Copy out, exactly as written, only the line containing "Mark every instance of the insect abdomen" and the lines after it through the end of the records.

(Entries from a pointing dataset)
○ ○ ○ ○ ○ ○ ○

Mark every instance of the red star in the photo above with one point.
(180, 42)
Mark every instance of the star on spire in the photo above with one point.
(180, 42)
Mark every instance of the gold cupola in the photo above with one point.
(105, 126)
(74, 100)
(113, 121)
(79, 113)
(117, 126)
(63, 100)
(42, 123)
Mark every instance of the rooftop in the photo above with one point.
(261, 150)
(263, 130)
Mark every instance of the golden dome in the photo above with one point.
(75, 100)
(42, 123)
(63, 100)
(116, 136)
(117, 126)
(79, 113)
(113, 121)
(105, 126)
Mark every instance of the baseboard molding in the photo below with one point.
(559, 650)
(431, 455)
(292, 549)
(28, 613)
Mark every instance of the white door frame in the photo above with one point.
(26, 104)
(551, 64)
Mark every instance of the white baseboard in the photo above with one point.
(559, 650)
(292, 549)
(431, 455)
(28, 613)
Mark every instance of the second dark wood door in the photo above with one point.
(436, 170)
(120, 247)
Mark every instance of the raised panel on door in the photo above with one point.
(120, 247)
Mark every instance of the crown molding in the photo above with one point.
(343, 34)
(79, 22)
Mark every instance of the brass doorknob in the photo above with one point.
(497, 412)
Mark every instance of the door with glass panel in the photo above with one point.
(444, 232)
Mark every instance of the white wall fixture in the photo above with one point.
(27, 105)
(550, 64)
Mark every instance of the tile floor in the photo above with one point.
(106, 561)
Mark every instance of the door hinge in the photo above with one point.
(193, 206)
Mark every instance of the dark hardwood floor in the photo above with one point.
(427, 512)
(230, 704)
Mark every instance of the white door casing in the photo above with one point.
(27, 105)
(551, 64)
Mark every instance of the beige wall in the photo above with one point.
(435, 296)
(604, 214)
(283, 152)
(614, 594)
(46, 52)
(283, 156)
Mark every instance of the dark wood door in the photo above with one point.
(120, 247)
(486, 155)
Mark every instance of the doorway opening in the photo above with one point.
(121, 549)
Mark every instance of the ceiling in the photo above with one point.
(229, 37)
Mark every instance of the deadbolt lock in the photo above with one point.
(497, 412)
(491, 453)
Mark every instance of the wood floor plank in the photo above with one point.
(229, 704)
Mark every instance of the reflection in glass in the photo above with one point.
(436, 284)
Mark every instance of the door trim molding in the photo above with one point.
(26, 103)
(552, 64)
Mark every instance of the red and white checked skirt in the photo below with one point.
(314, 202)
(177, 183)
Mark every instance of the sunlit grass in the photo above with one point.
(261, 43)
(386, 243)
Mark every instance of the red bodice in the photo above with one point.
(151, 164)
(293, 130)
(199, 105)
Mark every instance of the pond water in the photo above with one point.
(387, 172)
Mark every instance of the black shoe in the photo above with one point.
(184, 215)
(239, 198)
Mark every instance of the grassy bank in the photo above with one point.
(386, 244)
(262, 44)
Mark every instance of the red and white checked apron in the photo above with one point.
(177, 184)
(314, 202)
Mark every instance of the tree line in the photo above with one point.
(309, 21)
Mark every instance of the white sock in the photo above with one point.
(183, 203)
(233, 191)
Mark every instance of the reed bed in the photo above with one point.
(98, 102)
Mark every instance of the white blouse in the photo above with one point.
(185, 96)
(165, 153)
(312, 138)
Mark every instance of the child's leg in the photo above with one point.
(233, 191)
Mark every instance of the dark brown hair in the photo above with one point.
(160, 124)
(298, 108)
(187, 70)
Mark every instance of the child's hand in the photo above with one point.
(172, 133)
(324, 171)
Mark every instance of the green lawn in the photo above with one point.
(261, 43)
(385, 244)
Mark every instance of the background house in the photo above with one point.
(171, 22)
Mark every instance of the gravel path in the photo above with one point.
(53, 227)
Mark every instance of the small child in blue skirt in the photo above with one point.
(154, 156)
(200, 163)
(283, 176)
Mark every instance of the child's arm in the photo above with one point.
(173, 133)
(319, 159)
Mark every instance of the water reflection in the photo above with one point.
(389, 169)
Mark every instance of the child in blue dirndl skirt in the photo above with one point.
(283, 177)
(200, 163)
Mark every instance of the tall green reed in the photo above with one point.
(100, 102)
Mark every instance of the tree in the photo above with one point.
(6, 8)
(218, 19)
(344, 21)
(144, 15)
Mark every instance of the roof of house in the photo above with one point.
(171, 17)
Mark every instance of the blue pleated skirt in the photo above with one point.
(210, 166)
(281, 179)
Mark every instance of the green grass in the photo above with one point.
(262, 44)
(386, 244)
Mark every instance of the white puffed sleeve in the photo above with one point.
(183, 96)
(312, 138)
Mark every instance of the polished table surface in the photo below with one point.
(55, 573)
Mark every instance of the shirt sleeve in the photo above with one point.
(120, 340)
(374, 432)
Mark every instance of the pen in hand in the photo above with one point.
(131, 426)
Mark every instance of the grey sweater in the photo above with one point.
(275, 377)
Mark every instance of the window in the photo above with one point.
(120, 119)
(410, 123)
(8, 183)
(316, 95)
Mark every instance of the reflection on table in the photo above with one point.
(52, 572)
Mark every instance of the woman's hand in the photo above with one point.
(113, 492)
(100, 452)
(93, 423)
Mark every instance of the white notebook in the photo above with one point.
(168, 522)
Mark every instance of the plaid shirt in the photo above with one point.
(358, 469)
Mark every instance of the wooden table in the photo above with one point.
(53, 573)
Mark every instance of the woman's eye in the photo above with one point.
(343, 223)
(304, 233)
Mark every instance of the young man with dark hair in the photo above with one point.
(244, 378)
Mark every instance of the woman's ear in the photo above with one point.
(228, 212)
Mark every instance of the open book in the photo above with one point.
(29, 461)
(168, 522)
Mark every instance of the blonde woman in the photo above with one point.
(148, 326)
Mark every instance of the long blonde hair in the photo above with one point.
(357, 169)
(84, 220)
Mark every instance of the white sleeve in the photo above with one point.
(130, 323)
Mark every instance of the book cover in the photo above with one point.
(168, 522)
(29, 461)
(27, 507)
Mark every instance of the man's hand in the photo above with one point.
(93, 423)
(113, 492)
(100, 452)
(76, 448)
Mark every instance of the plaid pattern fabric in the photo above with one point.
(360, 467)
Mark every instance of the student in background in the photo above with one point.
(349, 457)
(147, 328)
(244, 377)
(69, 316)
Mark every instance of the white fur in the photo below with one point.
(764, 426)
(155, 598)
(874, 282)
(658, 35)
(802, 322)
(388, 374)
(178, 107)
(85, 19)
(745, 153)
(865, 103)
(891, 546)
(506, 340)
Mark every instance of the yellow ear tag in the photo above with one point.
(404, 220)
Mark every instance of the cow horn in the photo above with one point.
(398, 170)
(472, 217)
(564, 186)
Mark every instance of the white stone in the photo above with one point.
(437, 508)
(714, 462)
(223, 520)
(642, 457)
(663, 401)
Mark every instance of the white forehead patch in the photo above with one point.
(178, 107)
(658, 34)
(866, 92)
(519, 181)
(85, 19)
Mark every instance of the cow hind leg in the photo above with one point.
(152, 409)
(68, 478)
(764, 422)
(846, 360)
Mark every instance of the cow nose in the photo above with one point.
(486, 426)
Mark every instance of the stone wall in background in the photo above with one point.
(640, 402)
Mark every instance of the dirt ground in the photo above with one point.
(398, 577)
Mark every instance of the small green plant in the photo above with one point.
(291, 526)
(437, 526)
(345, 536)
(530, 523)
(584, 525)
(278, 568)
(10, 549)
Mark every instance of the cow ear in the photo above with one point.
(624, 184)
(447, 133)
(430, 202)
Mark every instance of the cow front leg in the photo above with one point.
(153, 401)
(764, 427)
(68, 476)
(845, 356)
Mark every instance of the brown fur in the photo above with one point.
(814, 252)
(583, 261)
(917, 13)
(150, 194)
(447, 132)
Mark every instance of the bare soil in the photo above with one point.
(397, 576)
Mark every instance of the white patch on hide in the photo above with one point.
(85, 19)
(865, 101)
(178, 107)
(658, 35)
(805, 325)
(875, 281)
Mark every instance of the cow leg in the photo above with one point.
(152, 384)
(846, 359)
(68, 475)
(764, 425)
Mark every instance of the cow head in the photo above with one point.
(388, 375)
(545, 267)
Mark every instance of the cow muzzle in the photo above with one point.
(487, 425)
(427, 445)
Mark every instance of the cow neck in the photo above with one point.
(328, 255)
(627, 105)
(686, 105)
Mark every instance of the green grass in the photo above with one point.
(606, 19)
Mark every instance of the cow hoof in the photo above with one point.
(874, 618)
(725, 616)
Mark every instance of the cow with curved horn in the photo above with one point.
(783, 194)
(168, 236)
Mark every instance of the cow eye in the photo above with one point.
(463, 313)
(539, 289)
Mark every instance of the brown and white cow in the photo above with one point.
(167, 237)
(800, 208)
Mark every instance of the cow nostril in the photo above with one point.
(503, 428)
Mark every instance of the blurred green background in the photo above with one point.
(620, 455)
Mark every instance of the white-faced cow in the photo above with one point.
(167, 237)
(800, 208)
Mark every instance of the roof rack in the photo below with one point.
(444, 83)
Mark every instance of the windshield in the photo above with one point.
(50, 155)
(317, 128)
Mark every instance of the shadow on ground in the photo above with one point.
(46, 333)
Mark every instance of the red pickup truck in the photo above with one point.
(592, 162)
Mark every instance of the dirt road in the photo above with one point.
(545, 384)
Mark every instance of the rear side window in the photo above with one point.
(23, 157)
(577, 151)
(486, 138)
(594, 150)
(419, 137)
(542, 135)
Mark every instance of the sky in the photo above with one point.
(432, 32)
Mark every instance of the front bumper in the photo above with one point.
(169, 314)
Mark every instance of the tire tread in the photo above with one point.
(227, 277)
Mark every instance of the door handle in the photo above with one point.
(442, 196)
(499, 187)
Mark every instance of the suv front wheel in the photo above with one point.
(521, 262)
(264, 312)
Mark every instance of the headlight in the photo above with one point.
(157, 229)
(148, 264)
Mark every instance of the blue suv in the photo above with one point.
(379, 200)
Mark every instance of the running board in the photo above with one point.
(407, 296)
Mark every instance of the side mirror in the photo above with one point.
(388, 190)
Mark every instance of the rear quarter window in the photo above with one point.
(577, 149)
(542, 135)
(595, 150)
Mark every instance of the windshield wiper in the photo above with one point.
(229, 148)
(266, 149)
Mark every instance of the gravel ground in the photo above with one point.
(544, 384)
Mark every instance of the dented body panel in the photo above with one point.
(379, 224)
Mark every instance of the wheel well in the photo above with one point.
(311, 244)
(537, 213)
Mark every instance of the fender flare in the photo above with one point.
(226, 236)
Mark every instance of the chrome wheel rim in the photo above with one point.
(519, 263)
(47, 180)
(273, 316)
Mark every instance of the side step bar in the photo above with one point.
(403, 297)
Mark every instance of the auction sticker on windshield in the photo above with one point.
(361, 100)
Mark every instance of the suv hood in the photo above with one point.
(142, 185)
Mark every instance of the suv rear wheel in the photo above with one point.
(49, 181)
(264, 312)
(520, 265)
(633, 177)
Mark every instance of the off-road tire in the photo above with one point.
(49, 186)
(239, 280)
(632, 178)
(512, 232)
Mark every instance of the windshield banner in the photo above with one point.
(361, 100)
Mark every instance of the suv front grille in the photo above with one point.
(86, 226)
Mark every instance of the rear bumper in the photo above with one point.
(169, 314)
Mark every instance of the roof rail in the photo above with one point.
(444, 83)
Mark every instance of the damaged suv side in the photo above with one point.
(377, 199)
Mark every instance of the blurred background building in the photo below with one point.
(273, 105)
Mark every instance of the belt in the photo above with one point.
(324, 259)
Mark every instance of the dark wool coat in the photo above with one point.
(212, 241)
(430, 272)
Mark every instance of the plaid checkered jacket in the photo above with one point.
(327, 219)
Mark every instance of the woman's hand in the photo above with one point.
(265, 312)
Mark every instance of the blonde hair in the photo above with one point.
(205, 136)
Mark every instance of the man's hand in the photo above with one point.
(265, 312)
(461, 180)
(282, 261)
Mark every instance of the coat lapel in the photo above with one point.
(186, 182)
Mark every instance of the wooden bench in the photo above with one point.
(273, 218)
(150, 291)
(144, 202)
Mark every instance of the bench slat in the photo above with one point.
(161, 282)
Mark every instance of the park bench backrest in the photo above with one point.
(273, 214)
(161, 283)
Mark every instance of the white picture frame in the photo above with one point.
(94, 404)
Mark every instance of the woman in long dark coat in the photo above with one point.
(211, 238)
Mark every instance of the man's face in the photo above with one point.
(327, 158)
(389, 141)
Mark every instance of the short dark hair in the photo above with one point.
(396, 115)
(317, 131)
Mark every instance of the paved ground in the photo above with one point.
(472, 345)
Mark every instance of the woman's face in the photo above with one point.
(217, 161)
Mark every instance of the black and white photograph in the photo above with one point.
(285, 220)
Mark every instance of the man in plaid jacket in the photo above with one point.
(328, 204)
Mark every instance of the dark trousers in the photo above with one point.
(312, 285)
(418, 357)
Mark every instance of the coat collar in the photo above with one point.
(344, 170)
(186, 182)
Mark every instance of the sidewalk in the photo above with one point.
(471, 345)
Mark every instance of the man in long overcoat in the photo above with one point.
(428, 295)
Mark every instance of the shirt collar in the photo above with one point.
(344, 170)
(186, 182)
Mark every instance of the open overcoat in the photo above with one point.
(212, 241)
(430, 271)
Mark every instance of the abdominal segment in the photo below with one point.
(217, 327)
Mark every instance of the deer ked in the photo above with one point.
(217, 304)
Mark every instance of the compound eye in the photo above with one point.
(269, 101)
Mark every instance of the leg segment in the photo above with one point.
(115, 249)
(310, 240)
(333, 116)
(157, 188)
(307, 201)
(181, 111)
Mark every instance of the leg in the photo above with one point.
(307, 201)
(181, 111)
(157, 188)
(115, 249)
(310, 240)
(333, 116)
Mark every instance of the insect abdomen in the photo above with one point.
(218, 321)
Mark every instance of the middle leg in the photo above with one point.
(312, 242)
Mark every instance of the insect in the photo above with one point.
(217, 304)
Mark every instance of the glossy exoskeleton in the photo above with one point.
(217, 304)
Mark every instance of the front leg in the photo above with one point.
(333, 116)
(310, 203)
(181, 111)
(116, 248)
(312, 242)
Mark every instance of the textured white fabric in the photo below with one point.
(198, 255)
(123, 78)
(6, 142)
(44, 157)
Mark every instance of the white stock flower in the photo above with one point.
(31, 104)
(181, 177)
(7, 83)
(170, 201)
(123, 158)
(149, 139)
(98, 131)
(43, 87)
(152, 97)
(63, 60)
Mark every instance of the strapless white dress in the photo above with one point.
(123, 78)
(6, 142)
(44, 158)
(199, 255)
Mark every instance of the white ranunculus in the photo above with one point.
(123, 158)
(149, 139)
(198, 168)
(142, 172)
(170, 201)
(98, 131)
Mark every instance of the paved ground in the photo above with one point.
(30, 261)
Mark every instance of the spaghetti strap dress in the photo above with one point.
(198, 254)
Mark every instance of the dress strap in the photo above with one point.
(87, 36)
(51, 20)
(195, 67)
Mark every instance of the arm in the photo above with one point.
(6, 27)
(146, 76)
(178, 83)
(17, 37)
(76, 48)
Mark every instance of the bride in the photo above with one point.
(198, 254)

○ ○ ○ ○ ○ ○ ○

- [Exercise output]
Mark every instance of the insect abdomen in the photo above with one point.
(218, 321)
Mark every instance of the middle leg in the photo above with one point.
(312, 242)
Mark every instance of the insect in the photo above with one point.
(217, 304)
Mark every instance of the glossy exoskeleton in the photo above with one point.
(217, 304)
Mark every instance of the front leg in the photo above with one point.
(333, 116)
(310, 203)
(181, 111)
(116, 248)
(312, 242)
Mark every instance of the textured white fabric in the photo below with one point.
(198, 255)
(123, 78)
(6, 142)
(44, 157)
Mark every instance of the white stock flower in the photo above with one point.
(31, 104)
(181, 177)
(7, 83)
(170, 201)
(123, 158)
(149, 139)
(98, 131)
(43, 87)
(152, 97)
(63, 60)
Mark every instance of the strapless white dress in the photo above with one point.
(123, 78)
(6, 142)
(44, 158)
(199, 255)
Mark every instance of the white ranunculus in the photo above with one point.
(123, 158)
(149, 139)
(198, 168)
(142, 172)
(170, 201)
(98, 131)
Mark every instance of the paved ground in the photo above with one point.
(30, 261)
Mark every instance of the spaghetti strap dress in the photo above with one point.
(198, 254)
Mark every instance of the dress strap in the photo above with one point.
(87, 36)
(51, 20)
(195, 67)
Mark every instance of the arm in the photo above with one point.
(6, 27)
(146, 76)
(178, 83)
(17, 37)
(76, 48)
Mark every instance of the bride in the photo above with one point.
(198, 254)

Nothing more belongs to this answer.